On 2/11/2012 06:32, Stephen P. King wrote:
Hi ACW,

Thank you for the time and effort to write this up!!!

On 2/9/2012 3:40 PM, acw wrote:
Bruno has always said that COMP is a matter of theology (or religion),
that is, the provably unprovable, and I agree with this. However,
let's try and see why that is and why someone would take COMP as an
assumption:

- The main assumption of COMP is that you admit, at some level, a
digital substitution, and the stronger assumption that if you were to
implement/run such a Turing-emulable program, it would be conscious
and you would have a continuation in it. Isn't that a strong
theological assumption?
[SPK]
Yes, but it is the "substitution" of one configuration of "stuff" with
another such that the functionality (that allows for the
implementation/running of the Turing-emulable (Turing equivalence!))
program to remain invariant. One thing interesting to point out about
this is that this substitution can be the replacement of completely
different kinds of stuff, like carbon based stuff with silicon based
stuff and does not require a continuous physical process of
transformation in the sense of smoothly morphism the carbon stuff into
silicon stuff at some primitive level. B/c of this it may seem to bypass
the usual restrictions of physical laws, but does it really?
It bypasses a lot of restrictions, see UDA step 1-7, and my previous example with the past time-travel. With UDA step 7, it makes the primitively physical either forever unknowable and with step 8 and MGA it makes it superfluous/unnecessary.
What exactly is this "physical stuff" anyway? If we take a hint from the
latest ideas in theoretical physics it seems that the "stuff" of the
material world is more about properties that remain invariant under sets
of symmetry transformations and less and less about anything like
"primitive" substances. So in a sense, the physical world might be
considered to be a wide assortment of bundles of invariants therefore it
seems to me that to test COMP we need to see if those symmetry groups
and invariants can be derived from some proposed underlying logical
structure. This is what I am trying to do. I am really not arguing
against COMP, I am arguing that COMP is incomplete as a theory as it
does not yet show how the appearance of space, time and conservation
laws emerges in a way that is invariant and not primitive. I guess I
have the temerity to play Einstein against Bruno's Bohr. :-)
Yes, modern physics does indeed point us toward our physics being quite simple and symmetrical, where by 'simple' I mean 'low complexity' (in the Occam, or Solomonoff inductive sense, Kolmogorov complexity, ...). COMP seems to argue toward that as well, although I don't think we can just look at some UD implementation and find some machines partially implementing our universe right at the start - we don't have those kinds of computational resources. Smarter ways to get to physics through AUDA might be better ideas, but I do think that whatever our physics is, we'll have to use some indexical properties, we cannot rely on a single universe assumption.

> OTOH, I am
> not arguing for any kind of return to naive realism or that the
> physical world is the totality of existence. I do know that I am
> just a curious amateur, so I welcome any critique that might help me
> learn.
I'm a novice myself. You seem to be much more knowledgeable than me in some subjects (such as category theory).



I think it is, but at the same time, it has solid consequences and a
belief in it can be justified for a number of reasons:
a) Fading qualia thought experiment, which shows that consciousness is
utterly fickle if it doesn't follow a principle of functional /
organizational invariance. Most of our sense data tends to point that
such a principle makes sense. Avoiding it means consciousness does not
correspond to brain states and p. zombies.

WRITTEN INSTRUCTION 1: Return the stretch of the email exchange about COMP from "- The main assumption" through "theological assumption?".
WRITTEN INSTRUCTION 2: Resume the email exchange about COMP from the point where it stops.
The listing that comes next is separate material, unrelated to the email exchange about COMP.

DATA SEGMENT:
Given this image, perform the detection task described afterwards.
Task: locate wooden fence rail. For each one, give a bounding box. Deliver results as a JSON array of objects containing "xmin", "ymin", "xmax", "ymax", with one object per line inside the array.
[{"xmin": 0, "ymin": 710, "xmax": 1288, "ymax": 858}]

WRITTEN RESPONSE 1:
- The main assumption of COMP is that you admit, at some level, a
digital substitution, and the stronger assumption that if you were to
implement/run such a Turing-emulable program, it would be conscious
and you would have a continuation in it. Isn't that a strong
theological assumption?

WRITTEN RESPONSE 2:
Certainly! We need a precise explanation for psycho-physical
parallelism.
In COMP, the physical is a "shadow" of arithmetical truth. Making it too much more than that will either introduce zombies or some substrate dependence (which part of the UDA do you disagree with?).
My tentative explanation is that at our level a form of
dualism holds. A dualism quite unlike that of Descartes, since instead
of "separate substances", it is proposed that the logical and the
physical are two distinct aspect of reality that follow on equal yet
anti-parallel tracks. As Vaughan Pratt explains in his papers, the
logical processes and the physical processes have dynamics that have
arrows that point in opposite directions. Schematically and crudely we
can show a quasi-category theory diagram of this duality:

---- > X -----> Y ----->
| |
<----- A <------B <-----

The vertical lines represent the Stone duality relation and the
horizontal arrow represent logical entailment and physical causation.
The chaining (or "/residuation/") rule is "X causes Y iff B necessitates
A", where X and A and duals and Y and B and duals. This duality
prohibits zombies and disembodied spirits. There is much more to this
diagram as it does not include the endomorphisms, homeomorphisms and
other mappings and objects that are involved in the full implementation
of the /residuation/ rule.
I just found a paper by Martin Wehr
www.dcs.ed.ac.uk/home/wehr/newpage/Papers/qc.ps.gz that elaborates on
Pratt's idea and explains /residuation/ better! Here is the abstract:

Quantum Computing: A new Paradigm and it's Type Theory

Martin Wehr

Quantum Computing Seminar, Lehrstuhl Prof. Beth,
Universit"at Karlsruhe, July 1996


To use quantum mechanical behavior for computing has
been proposed by Feynman. Shor gave an algorithm for
the quantum computer which raised a big stream of research.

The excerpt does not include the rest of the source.